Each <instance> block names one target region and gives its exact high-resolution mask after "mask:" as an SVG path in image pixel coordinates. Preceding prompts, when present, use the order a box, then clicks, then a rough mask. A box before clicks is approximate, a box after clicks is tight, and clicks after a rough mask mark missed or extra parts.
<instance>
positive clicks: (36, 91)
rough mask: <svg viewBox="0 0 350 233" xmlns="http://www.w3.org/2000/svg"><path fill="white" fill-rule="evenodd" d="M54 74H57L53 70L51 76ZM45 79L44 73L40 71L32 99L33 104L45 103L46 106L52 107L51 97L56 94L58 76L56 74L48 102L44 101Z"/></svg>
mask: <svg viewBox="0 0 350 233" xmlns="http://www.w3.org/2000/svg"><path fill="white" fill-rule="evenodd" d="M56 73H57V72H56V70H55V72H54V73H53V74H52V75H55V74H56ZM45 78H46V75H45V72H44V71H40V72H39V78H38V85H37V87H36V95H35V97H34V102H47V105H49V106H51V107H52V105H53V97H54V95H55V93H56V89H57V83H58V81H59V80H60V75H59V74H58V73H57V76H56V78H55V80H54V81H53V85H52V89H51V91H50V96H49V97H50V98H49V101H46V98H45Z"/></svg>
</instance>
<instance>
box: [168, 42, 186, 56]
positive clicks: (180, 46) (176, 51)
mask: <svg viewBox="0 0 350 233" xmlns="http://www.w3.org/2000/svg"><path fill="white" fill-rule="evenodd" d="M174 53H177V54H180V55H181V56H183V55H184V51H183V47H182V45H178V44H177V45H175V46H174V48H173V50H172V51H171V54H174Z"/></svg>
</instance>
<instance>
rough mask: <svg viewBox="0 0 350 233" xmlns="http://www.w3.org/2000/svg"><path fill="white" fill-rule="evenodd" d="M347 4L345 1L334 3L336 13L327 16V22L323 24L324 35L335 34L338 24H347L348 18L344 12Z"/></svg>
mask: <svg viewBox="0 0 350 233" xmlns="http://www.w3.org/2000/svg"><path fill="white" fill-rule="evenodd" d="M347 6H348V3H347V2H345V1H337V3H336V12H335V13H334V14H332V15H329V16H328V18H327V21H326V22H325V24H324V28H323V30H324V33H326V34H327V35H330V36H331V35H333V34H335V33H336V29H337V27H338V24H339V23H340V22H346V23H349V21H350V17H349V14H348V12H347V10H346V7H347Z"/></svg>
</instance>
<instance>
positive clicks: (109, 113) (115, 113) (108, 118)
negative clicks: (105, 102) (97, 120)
=-=-=-=-=
Could you give all of the data above as a JSON list of strings, with one string per line and blank lines left out?

[
  "Each <instance> block names one target region and gives its exact high-resolution mask after \"mask:\" as an SVG path in image pixel coordinates. Preceding prompts, when present, use the order a box, then clicks, then a rough mask. A box before clicks is approximate, a box after clicks is tight, and clicks after a rough mask mark missed or extra parts.",
  "<instance>",
  "positive clicks: (36, 91)",
  "rough mask: <svg viewBox=\"0 0 350 233\" xmlns=\"http://www.w3.org/2000/svg\"><path fill=\"white\" fill-rule=\"evenodd\" d=\"M54 74H57L53 70L51 76ZM45 79L44 73L40 71L32 99L33 104L45 103L46 106L52 107L51 97L56 94L58 76L56 74L48 102L44 101Z\"/></svg>",
  "mask: <svg viewBox=\"0 0 350 233\" xmlns=\"http://www.w3.org/2000/svg\"><path fill=\"white\" fill-rule=\"evenodd\" d=\"M56 73H57V72H56V70H55V72H54V73H53V74H52V75H55V74H56ZM45 78H46V75H45V72H44V71H40V72H39V78H38V85H37V87H36V95H35V97H34V102H47V105H49V106H51V107H52V105H53V97H54V95H55V93H56V89H57V83H58V81H59V80H60V75H59V74H58V73H57V76H56V78H55V80H54V81H53V85H52V89H51V91H50V96H49V97H50V98H49V101H46V98H45Z\"/></svg>",
  "</instance>",
  "<instance>",
  "box: [168, 42, 186, 56]",
  "positive clicks: (180, 46) (176, 51)",
  "mask: <svg viewBox=\"0 0 350 233\" xmlns=\"http://www.w3.org/2000/svg\"><path fill=\"white\" fill-rule=\"evenodd\" d=\"M174 53H177V54H180V55H181V56H183V55H184V51H183V47H182V45H178V44H177V45H175V46H174V48H173V50H172V51H171V54H174Z\"/></svg>",
  "</instance>",
  "<instance>",
  "rough mask: <svg viewBox=\"0 0 350 233\" xmlns=\"http://www.w3.org/2000/svg\"><path fill=\"white\" fill-rule=\"evenodd\" d=\"M347 4L345 1L334 3L336 13L327 16V22L323 24L324 35L335 34L338 24H347L348 18L344 12Z\"/></svg>",
  "mask: <svg viewBox=\"0 0 350 233\" xmlns=\"http://www.w3.org/2000/svg\"><path fill=\"white\" fill-rule=\"evenodd\" d=\"M347 6H348V3H347V2H345V1H337V3H336V12H335V13H334V14H332V15H329V16H328V18H327V21H326V22H325V24H324V28H323V30H324V33H326V34H327V35H330V36H331V35H333V34H335V33H336V29H337V27H338V24H339V23H340V22H346V23H349V21H350V17H349V14H348V12H347V10H346V7H347Z\"/></svg>",
  "</instance>",
  "<instance>",
  "positive clicks: (109, 113) (115, 113) (108, 118)",
  "negative clicks: (105, 102) (97, 120)"
]